═════ Records to use ═════

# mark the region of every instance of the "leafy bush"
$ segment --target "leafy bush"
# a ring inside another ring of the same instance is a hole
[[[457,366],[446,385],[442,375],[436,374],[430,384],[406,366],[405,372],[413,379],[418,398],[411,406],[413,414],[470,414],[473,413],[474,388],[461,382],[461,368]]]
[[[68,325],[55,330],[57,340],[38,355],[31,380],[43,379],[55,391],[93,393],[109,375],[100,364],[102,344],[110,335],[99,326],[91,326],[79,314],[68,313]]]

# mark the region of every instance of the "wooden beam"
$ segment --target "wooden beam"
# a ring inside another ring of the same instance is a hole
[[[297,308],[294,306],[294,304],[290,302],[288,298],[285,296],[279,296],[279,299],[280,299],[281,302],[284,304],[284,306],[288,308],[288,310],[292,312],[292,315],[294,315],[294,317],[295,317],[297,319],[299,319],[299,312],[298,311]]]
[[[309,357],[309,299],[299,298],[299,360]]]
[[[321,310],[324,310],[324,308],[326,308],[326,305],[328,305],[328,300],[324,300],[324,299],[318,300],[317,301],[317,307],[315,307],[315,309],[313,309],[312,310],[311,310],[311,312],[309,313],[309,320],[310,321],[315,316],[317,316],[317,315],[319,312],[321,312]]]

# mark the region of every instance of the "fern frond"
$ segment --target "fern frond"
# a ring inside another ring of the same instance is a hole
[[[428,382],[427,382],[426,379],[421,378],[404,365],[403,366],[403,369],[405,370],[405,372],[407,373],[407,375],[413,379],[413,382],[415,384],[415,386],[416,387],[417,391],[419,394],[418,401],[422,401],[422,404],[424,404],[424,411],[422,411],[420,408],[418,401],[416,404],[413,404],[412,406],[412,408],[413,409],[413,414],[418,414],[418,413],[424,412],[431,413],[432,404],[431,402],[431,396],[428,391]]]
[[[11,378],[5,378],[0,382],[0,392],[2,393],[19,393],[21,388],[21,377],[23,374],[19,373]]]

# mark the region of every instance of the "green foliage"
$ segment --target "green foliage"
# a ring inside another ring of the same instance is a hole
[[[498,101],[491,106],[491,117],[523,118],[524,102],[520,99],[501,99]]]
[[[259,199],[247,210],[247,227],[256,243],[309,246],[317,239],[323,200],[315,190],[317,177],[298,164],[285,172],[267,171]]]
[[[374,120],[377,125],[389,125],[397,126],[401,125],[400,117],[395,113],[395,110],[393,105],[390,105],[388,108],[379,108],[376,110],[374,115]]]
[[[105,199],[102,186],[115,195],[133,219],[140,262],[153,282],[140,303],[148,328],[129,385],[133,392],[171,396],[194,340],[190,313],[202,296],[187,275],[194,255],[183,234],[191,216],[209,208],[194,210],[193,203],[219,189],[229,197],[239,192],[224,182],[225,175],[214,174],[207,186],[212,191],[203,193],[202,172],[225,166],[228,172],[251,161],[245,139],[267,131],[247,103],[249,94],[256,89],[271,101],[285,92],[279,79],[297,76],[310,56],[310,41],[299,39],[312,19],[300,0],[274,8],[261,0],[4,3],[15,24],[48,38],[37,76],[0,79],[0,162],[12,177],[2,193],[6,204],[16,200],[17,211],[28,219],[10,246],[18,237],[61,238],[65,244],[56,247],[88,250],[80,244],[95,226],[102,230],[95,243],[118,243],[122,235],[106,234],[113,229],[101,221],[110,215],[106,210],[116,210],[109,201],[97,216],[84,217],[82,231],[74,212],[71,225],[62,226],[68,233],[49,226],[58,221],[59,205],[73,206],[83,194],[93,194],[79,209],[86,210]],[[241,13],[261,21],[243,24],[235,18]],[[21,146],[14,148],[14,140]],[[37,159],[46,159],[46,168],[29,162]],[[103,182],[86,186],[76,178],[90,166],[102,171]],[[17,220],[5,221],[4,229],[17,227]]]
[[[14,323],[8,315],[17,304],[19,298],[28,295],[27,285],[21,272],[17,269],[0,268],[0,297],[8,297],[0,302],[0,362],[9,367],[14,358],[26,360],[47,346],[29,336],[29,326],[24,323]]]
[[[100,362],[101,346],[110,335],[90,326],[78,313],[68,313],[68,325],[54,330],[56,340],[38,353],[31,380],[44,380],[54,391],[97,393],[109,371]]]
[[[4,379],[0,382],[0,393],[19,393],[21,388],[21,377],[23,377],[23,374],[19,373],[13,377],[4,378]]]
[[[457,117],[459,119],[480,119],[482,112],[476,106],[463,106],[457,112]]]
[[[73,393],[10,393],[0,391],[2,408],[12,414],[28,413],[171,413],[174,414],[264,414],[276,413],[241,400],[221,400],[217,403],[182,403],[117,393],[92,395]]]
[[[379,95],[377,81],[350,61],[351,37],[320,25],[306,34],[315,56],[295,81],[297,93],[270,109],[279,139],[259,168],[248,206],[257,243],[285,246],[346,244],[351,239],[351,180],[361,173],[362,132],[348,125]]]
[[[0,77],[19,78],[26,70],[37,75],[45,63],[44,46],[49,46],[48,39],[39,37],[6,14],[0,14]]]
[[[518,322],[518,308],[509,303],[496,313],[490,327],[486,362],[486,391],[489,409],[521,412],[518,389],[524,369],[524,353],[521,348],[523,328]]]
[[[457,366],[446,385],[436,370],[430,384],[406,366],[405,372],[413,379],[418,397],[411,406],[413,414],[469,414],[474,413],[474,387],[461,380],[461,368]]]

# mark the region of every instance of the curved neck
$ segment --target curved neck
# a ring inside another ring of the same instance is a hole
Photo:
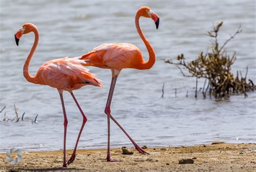
[[[142,29],[139,26],[139,20],[140,16],[141,16],[137,12],[135,17],[135,25],[136,26],[138,33],[139,33],[139,36],[142,38],[142,40],[143,40],[143,42],[147,48],[147,52],[149,52],[149,60],[147,61],[143,61],[143,65],[140,66],[140,69],[145,70],[151,68],[152,66],[153,66],[154,63],[156,62],[156,56],[154,54],[154,50],[151,46],[151,45],[150,45],[150,43],[149,43],[147,39],[142,32]]]
[[[35,51],[36,50],[36,47],[37,46],[39,40],[38,31],[37,30],[37,29],[36,27],[34,28],[34,29],[33,30],[33,32],[34,32],[35,33],[35,42],[33,44],[33,46],[32,46],[30,52],[29,53],[29,56],[28,56],[28,58],[26,58],[26,60],[25,61],[25,64],[24,64],[23,75],[29,82],[37,84],[37,82],[36,79],[36,75],[35,76],[31,76],[29,74],[29,63],[30,62],[30,60],[32,58],[32,56],[33,56]]]

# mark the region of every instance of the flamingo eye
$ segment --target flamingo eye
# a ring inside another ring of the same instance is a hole
[[[22,27],[22,28],[21,29],[21,30],[22,33],[23,33],[24,31],[25,30],[25,27],[24,26]]]
[[[152,11],[151,10],[147,10],[147,14],[149,15],[149,16],[151,17],[151,13],[152,13]]]

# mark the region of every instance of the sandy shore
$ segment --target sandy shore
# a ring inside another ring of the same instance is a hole
[[[80,149],[76,160],[68,168],[62,168],[63,152],[31,152],[22,153],[22,160],[16,164],[6,161],[0,154],[0,171],[25,170],[84,171],[255,171],[256,144],[218,143],[191,147],[147,148],[150,155],[136,150],[132,155],[123,155],[121,149],[111,149],[113,159],[122,162],[105,160],[105,149]],[[69,159],[72,150],[68,151]],[[181,159],[192,159],[193,164],[179,164]],[[11,169],[10,169],[11,168]]]

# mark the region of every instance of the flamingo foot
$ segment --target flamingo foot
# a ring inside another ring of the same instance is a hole
[[[107,161],[108,162],[121,162],[122,161],[122,160],[112,159],[110,157],[110,156],[107,156],[107,158],[106,159],[107,160]]]
[[[68,161],[68,163],[67,163],[68,166],[69,166],[73,161],[74,161],[75,158],[76,158],[76,154],[72,154],[69,161]]]
[[[63,162],[63,164],[62,165],[62,167],[66,167],[66,162]]]
[[[135,148],[138,150],[140,153],[143,154],[149,154],[146,151],[145,151],[143,148],[140,148],[138,145],[135,145]]]

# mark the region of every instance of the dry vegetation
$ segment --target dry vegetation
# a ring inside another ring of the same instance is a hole
[[[241,71],[237,71],[237,76],[234,77],[231,71],[231,66],[236,59],[235,52],[230,56],[225,49],[227,43],[242,30],[240,26],[235,33],[220,46],[218,33],[222,24],[223,22],[218,24],[207,32],[207,35],[213,39],[211,52],[204,53],[202,52],[196,59],[190,62],[185,61],[183,54],[176,57],[177,63],[173,63],[171,60],[166,60],[165,62],[176,65],[185,77],[205,78],[202,92],[204,98],[207,93],[210,96],[212,94],[217,100],[228,98],[233,94],[244,94],[245,97],[247,97],[246,92],[254,91],[256,88],[252,80],[248,79],[247,81],[248,67],[244,77]],[[191,75],[185,74],[180,66],[185,67]],[[208,85],[206,87],[207,80]]]

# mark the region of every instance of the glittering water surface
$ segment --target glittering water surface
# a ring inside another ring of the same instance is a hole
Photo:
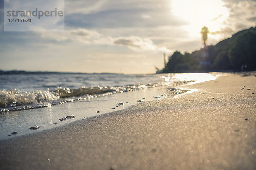
[[[138,101],[172,97],[186,92],[176,89],[178,85],[215,79],[201,74],[0,75],[0,139],[123,109]],[[59,120],[72,114],[75,118]],[[36,125],[40,128],[29,129]]]

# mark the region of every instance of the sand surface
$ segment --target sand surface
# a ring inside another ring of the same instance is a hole
[[[227,74],[182,87],[195,93],[0,141],[0,169],[256,169],[250,74]]]

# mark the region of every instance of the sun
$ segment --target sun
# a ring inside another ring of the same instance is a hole
[[[171,4],[172,14],[184,22],[183,28],[191,37],[201,36],[199,32],[204,26],[210,32],[219,30],[229,15],[221,0],[172,0]]]

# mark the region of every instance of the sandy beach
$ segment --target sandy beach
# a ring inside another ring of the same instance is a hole
[[[0,141],[0,169],[255,169],[255,75]]]

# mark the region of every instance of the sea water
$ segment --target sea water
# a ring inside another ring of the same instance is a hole
[[[138,101],[172,97],[186,91],[176,89],[177,85],[215,79],[206,74],[0,74],[0,139],[124,109]],[[118,104],[121,102],[123,105]],[[59,120],[72,114],[74,118]],[[29,129],[36,125],[40,128]]]

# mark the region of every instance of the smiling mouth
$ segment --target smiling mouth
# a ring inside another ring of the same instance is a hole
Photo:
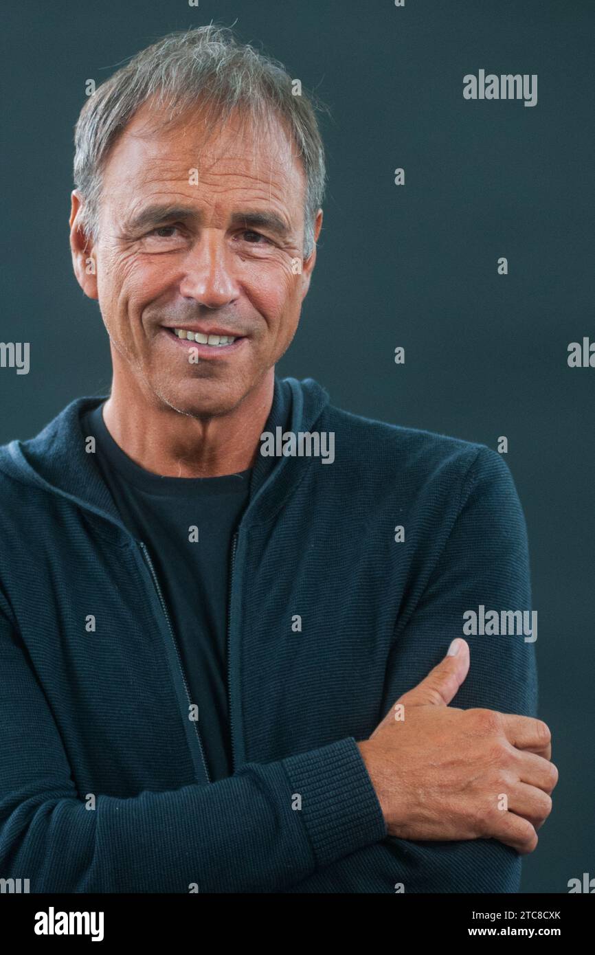
[[[207,345],[213,349],[223,349],[240,341],[243,335],[205,335],[202,331],[188,331],[186,329],[168,329],[177,338],[183,338],[197,345]]]

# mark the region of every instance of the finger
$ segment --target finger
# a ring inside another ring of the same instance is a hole
[[[558,768],[549,759],[526,750],[518,750],[517,774],[519,781],[550,795],[558,784]]]
[[[506,795],[508,811],[527,819],[536,830],[543,825],[552,811],[551,796],[537,786],[518,782]]]
[[[533,823],[515,813],[499,815],[501,818],[494,827],[493,838],[504,845],[509,845],[511,849],[516,849],[521,856],[533,852],[539,841]]]
[[[545,759],[551,758],[552,734],[543,720],[504,713],[502,727],[508,742],[518,750],[529,750]]]
[[[448,706],[469,672],[469,645],[457,637],[453,640],[448,654],[431,669],[413,690],[399,697],[397,703],[409,706]]]

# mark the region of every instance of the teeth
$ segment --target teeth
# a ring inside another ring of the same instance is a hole
[[[174,332],[179,338],[186,338],[190,342],[198,342],[199,345],[215,345],[221,348],[222,345],[231,345],[235,338],[230,335],[203,335],[202,331],[186,331],[185,329],[174,329]]]

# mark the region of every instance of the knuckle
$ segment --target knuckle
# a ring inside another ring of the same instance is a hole
[[[510,762],[510,750],[501,739],[497,739],[490,743],[489,747],[483,751],[492,766],[507,766]]]
[[[547,746],[548,743],[552,741],[552,734],[550,732],[547,723],[544,723],[542,719],[535,720],[535,732],[539,740],[540,746]]]
[[[548,774],[549,774],[549,784],[552,789],[555,789],[556,786],[558,785],[558,779],[560,777],[560,774],[558,772],[558,767],[554,763],[549,763]]]
[[[495,710],[470,710],[477,727],[485,733],[498,732],[501,726],[501,716]]]
[[[520,843],[525,853],[533,852],[538,843],[538,836],[535,826],[528,819],[521,819],[519,827]]]

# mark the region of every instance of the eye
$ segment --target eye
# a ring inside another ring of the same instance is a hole
[[[266,236],[261,235],[260,232],[255,232],[253,229],[244,229],[244,232],[242,233],[242,235],[244,238],[245,238],[245,236],[256,236],[257,239],[262,239],[263,240],[262,243],[260,243],[260,242],[249,242],[248,244],[250,244],[250,245],[262,245],[263,243],[267,243],[269,245],[271,244],[270,239],[267,239]]]
[[[149,236],[157,236],[158,239],[171,239],[171,236],[159,235],[160,232],[172,232],[172,230],[179,231],[177,225],[158,225],[157,228],[151,229],[147,232]]]

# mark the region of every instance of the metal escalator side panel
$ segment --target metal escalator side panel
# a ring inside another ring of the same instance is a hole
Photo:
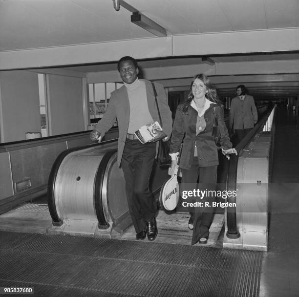
[[[93,149],[98,149],[99,147],[107,148],[111,146],[112,143],[116,143],[115,140],[113,139],[100,143],[96,143],[92,145],[88,145],[83,147],[74,148],[66,149],[61,152],[55,160],[51,170],[48,180],[47,187],[47,201],[49,207],[49,211],[52,220],[53,226],[60,226],[63,224],[63,220],[60,217],[59,212],[58,212],[57,206],[56,205],[55,197],[55,187],[57,184],[58,171],[62,164],[65,161],[67,156],[71,154],[76,153],[80,151],[86,151],[86,150],[92,150]]]

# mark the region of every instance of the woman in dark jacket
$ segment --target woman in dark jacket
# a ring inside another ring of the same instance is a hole
[[[207,243],[213,218],[213,199],[200,194],[197,190],[213,190],[215,188],[218,152],[212,136],[215,119],[222,153],[236,154],[235,149],[232,148],[216,89],[207,76],[197,74],[191,83],[188,100],[177,107],[170,151],[173,168],[177,166],[177,156],[183,141],[179,162],[181,196],[183,202],[197,202],[195,207],[194,204],[183,203],[183,206],[188,206],[191,214],[188,227],[193,230],[192,244]],[[188,199],[185,200],[187,196]]]

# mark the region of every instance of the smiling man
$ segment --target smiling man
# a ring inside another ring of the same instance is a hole
[[[156,141],[165,134],[157,131],[150,142],[141,143],[134,134],[141,127],[160,122],[150,82],[139,80],[138,66],[131,57],[122,58],[117,64],[124,85],[112,92],[107,110],[95,129],[92,140],[100,141],[117,118],[119,139],[118,165],[124,171],[129,211],[136,233],[136,239],[154,240],[157,236],[155,215],[157,204],[150,190],[150,177],[156,155]],[[163,86],[155,83],[157,100],[167,140],[172,131],[171,112]],[[122,199],[122,197],[120,197]]]

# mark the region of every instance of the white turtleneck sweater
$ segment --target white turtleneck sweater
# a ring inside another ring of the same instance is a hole
[[[128,133],[133,134],[141,126],[153,122],[150,113],[145,83],[137,78],[132,84],[124,83],[130,105],[130,119]]]

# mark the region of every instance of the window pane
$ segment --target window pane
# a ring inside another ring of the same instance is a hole
[[[102,118],[106,110],[105,104],[105,84],[94,84],[96,104],[96,118]]]

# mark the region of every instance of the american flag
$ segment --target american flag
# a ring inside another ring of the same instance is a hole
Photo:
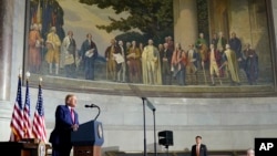
[[[45,121],[44,121],[44,108],[43,108],[41,84],[39,85],[38,102],[37,102],[35,112],[33,115],[32,134],[34,138],[39,138],[40,141],[45,143],[47,129],[45,129]]]
[[[30,121],[30,94],[29,94],[29,81],[25,82],[25,104],[24,104],[24,138],[31,138],[31,121]]]
[[[11,117],[11,137],[10,142],[18,142],[24,137],[23,131],[23,105],[21,95],[21,76],[18,79],[18,93],[16,103],[13,106],[12,117]]]

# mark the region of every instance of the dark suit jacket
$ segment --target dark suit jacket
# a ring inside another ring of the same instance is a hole
[[[71,117],[71,112],[69,106],[59,105],[55,110],[55,126],[50,134],[49,142],[52,146],[71,146],[71,127],[74,124],[79,125],[78,114],[74,111],[74,123]]]
[[[199,152],[201,156],[207,156],[207,147],[204,144],[201,144],[201,152]],[[196,145],[192,146],[192,152],[191,152],[191,156],[196,156]]]

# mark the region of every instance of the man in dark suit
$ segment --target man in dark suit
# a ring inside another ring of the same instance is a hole
[[[76,96],[65,96],[65,105],[59,105],[55,110],[55,126],[50,134],[52,156],[70,156],[72,148],[71,132],[78,131],[78,114],[73,110],[76,106]]]
[[[207,156],[207,147],[202,144],[202,137],[195,137],[196,144],[192,146],[191,156]]]

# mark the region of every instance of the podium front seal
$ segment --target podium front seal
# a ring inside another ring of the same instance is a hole
[[[45,154],[47,154],[45,144],[40,142],[40,144],[38,145],[38,156],[45,156]]]

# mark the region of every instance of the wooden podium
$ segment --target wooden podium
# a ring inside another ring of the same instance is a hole
[[[81,124],[76,132],[71,133],[74,156],[101,156],[104,143],[102,123],[90,121]]]
[[[45,156],[44,143],[0,142],[1,154],[9,156]]]

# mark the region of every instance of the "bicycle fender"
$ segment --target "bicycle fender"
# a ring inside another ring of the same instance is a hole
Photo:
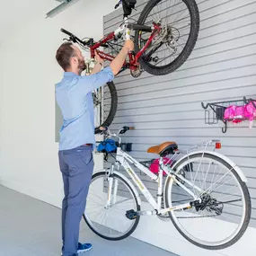
[[[133,183],[125,176],[123,175],[122,173],[119,172],[114,172],[114,173],[117,175],[117,176],[119,176],[120,178],[122,178],[123,180],[125,180],[128,184],[129,186],[131,187],[131,189],[133,190],[134,193],[135,193],[135,196],[137,197],[137,203],[139,206],[141,206],[141,199],[140,199],[140,197],[138,195],[138,192],[137,190],[137,189],[135,188],[135,186],[133,185]]]
[[[178,160],[175,164],[173,165],[172,168],[175,168],[177,166],[177,164],[179,164],[179,163],[181,163],[183,159],[185,158],[188,158],[188,156],[190,156],[190,155],[193,155],[193,154],[212,154],[212,155],[215,155],[216,157],[219,157],[221,159],[223,159],[224,161],[225,161],[226,163],[228,163],[232,167],[233,169],[236,172],[236,173],[239,175],[239,177],[241,178],[241,180],[243,181],[243,182],[248,182],[248,180],[247,178],[245,177],[245,175],[243,174],[243,171],[240,169],[239,166],[237,166],[236,163],[234,163],[230,158],[226,157],[225,155],[220,154],[220,153],[217,153],[217,152],[213,152],[213,151],[194,151],[194,152],[191,152],[188,154],[186,154],[185,156],[183,156],[182,158],[181,158],[180,160]],[[166,179],[167,181],[167,179]]]

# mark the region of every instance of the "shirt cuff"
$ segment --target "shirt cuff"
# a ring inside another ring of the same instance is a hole
[[[114,80],[115,75],[110,66],[107,66],[102,69],[103,72],[107,73],[108,75],[108,82],[111,82]]]

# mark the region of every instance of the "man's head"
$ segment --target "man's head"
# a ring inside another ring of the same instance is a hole
[[[86,68],[81,50],[71,42],[65,42],[59,47],[56,59],[64,71],[80,75]]]

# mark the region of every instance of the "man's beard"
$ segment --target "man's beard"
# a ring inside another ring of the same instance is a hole
[[[86,69],[86,64],[85,64],[85,61],[84,58],[79,59],[78,68],[79,68],[79,70],[81,70],[81,72]]]

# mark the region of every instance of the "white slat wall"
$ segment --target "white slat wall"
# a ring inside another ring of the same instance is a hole
[[[137,19],[146,0],[138,0]],[[207,139],[221,139],[221,153],[244,172],[252,197],[251,226],[256,226],[256,122],[206,125],[201,102],[256,98],[256,0],[198,0],[200,31],[189,60],[164,76],[146,72],[133,78],[128,72],[115,78],[119,105],[110,128],[135,126],[124,136],[133,143],[131,155],[138,160],[157,157],[146,153],[154,145],[174,140],[184,149]],[[115,30],[122,10],[104,17],[104,34]],[[109,165],[108,163],[106,163]],[[156,187],[144,176],[153,192]],[[154,193],[155,194],[155,193]]]

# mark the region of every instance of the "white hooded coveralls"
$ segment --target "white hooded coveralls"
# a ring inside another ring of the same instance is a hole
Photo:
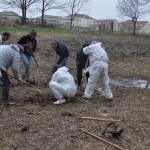
[[[112,98],[112,92],[109,87],[108,64],[109,61],[106,51],[101,47],[101,42],[92,44],[83,49],[85,55],[89,56],[90,66],[88,68],[90,77],[85,89],[84,96],[91,98],[94,87],[100,78],[102,90],[106,98]]]
[[[56,99],[74,97],[77,88],[73,76],[68,72],[67,67],[59,68],[52,76],[49,88]]]

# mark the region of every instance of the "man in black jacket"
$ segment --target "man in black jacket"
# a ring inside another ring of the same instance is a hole
[[[17,42],[24,47],[24,51],[21,53],[21,59],[24,64],[22,79],[26,81],[29,81],[31,56],[34,58],[37,46],[36,36],[36,32],[32,30],[30,34],[22,36]]]
[[[59,60],[53,66],[52,73],[54,73],[58,68],[66,66],[69,56],[69,50],[65,44],[59,41],[53,41],[51,47],[55,49],[55,52],[59,56]]]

═════

• [Requirements]:
Locate every line in the entries that contains the string "suit" and copy each one. Case counts.

• [Exercise solution]:
# mark the region of every instance of the dark suit jacket
$ segment --target dark suit jacket
# mark the region of every instance of the man in dark suit
$ segment --target man in dark suit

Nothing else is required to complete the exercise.